— start EXCERPTED TEXT —
Politics & Policy

Political knowledge, &c.

Ted Cruz is running for president. I want to say a quick word about political predictions and political analysis.

I sometimes get e-mails that say, “Your boy Cruz can’t win.” Or “Jeb can’t win.” They are cocksure, these e-mailers. Absolute. As though they were talking about scientific law.

The best political minds I know never talk that way: not Michael Barone or Byron York or Robert Costa. Bob Novak didn’t talk that way, and neither did Jack Germond. Theodore White didn’t talk that way, and neither did Walter Lippmann.

Etc., etc.

Sometimes, the more a guy knows about something, the less certain or categorical he is. He is unlikely to be cocksure.

You probably know people today who say that they knew Barack Obama would be nominated and elected in 2008. I would be skeptical.

I knew a lot about politics when I was in college. I know a lot more now, believe me (after decades in political journalism). I’m probably humbler now. (Better be.)

‐Believe it or not, the North Korean foreign minister addressed the U.N. Human Rights Council in Geneva. He called defectors “scum.”

As it happens, North Korean defectors and escapees are some of the bravest and best people I have ever encountered. They have come through hell and seek to help their countrymen left behind.

Last fall, I interviewed a young woman named Yeonmi Park. For the resulting piece in National Review, go here. This story is one of the most unusual you’ll ever hear. But it is representative of North Korea.

“Scum” is probably too light a word to describe North Korean officialdom. They and their system are practically a definition of evil.
— end EXCERPTED TEXT —
— start AVAILABLE DATA —
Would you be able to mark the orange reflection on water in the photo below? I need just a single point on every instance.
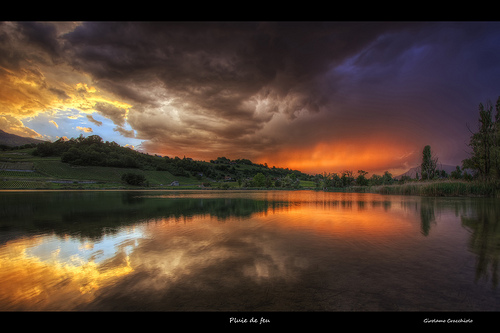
(355, 215)
(29, 283)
— end AVAILABLE DATA —
WORK TO DO
1. In the political knowledge column, whom did the author interview last fall?
2. Write out part of the political knowledge column word for word: begin at the words "I knew a lot" and stop after "of North Korea.".
The lines are separate material and have no connection to the political knowledge column.

EXPECTED RESPONSES
1. A young woman named Yeonmi Park.

2.
I knew a lot about politics when I was in college. I know a lot more now, believe me (after decades in political journalism). I’m probably humbler now. (Better be.)

‐Believe it or not, the North Korean foreign minister addressed the U.N. Human Rights Council in Geneva. He called defectors “scum.”

As it happens, North Korean defectors and escapees are some of the bravest and best people I have ever encountered. They have come through hell and seek to help their countrymen left behind.

Last fall, I interviewed a young woman named Yeonmi Park. For the resulting piece in National Review, go here. This story is one of the most unusual you’ll ever hear. But it is representative of North Korea.